WHAT YOU WILL DO: Return every line of the data below that contains the word "railway".
● ● ● ●
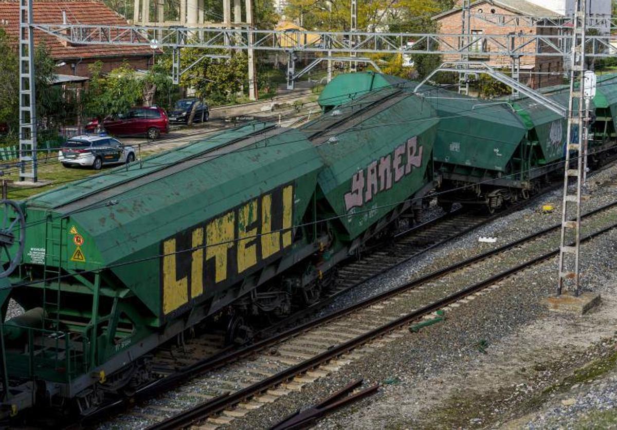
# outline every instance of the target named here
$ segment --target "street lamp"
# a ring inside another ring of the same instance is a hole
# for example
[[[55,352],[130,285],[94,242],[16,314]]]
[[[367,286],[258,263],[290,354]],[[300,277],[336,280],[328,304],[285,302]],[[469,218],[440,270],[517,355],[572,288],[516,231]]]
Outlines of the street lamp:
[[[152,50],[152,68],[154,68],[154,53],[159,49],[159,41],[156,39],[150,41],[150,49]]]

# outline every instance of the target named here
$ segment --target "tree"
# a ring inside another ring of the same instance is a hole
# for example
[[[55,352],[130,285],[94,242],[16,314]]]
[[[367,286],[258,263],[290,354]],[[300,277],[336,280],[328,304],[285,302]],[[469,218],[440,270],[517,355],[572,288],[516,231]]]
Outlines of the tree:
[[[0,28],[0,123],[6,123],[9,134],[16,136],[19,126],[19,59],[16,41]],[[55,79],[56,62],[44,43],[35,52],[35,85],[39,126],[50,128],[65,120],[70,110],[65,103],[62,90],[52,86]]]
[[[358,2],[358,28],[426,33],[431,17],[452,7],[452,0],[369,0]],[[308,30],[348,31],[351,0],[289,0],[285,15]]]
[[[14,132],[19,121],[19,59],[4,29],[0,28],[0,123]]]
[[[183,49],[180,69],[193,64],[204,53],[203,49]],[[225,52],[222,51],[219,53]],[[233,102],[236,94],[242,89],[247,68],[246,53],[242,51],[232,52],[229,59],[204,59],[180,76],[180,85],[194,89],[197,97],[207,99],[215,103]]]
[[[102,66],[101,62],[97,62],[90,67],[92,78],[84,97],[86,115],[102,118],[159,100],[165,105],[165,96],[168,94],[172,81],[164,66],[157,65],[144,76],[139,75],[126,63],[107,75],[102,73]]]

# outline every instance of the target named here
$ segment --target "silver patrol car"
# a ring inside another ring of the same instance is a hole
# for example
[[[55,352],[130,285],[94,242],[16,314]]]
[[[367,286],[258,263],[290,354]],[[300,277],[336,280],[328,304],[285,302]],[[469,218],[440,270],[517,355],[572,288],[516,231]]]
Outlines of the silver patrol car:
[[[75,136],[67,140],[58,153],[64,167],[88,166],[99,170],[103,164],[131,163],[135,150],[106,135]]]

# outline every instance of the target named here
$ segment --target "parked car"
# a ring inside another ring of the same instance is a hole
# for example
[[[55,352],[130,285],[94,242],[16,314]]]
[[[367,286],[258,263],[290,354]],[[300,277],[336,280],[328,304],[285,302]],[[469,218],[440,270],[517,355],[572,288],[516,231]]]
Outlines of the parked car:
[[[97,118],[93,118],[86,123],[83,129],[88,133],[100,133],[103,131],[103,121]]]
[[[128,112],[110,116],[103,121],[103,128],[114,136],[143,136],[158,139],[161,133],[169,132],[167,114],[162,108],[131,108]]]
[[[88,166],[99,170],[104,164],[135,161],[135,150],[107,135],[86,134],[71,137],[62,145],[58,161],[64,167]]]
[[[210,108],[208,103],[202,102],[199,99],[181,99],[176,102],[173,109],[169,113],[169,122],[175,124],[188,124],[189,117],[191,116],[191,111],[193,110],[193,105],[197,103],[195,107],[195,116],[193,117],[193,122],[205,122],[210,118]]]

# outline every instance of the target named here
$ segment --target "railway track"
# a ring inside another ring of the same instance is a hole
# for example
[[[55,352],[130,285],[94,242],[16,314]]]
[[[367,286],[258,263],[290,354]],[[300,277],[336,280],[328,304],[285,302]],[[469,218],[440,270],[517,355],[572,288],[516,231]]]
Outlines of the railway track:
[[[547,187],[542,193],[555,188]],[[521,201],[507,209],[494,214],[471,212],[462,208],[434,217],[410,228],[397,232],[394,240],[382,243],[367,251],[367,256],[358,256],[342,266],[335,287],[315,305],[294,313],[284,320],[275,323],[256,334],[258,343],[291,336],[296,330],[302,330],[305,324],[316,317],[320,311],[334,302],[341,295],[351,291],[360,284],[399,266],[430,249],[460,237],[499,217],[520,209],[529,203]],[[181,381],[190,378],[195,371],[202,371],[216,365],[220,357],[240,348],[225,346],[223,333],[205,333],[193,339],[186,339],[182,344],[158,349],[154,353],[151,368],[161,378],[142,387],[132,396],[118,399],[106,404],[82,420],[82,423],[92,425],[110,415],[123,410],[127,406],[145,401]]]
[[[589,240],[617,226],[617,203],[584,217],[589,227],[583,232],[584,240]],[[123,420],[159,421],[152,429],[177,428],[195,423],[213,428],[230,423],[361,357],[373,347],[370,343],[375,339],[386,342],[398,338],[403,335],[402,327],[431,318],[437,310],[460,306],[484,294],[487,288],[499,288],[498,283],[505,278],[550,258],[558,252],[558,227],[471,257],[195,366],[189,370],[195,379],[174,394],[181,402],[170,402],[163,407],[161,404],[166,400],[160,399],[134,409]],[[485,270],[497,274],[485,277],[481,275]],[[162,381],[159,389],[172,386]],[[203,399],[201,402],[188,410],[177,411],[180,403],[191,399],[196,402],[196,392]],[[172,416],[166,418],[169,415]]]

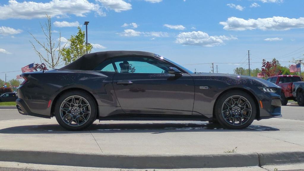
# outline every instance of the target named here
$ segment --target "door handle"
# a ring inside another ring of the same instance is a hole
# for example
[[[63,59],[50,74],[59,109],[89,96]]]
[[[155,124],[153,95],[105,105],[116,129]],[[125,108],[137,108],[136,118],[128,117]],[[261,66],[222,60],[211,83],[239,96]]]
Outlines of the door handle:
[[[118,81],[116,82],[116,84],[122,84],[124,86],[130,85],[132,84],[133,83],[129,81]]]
● ● ● ●
EXERCISE RESPONSE:
$ segment --target "railway track"
Outlines of the railway track:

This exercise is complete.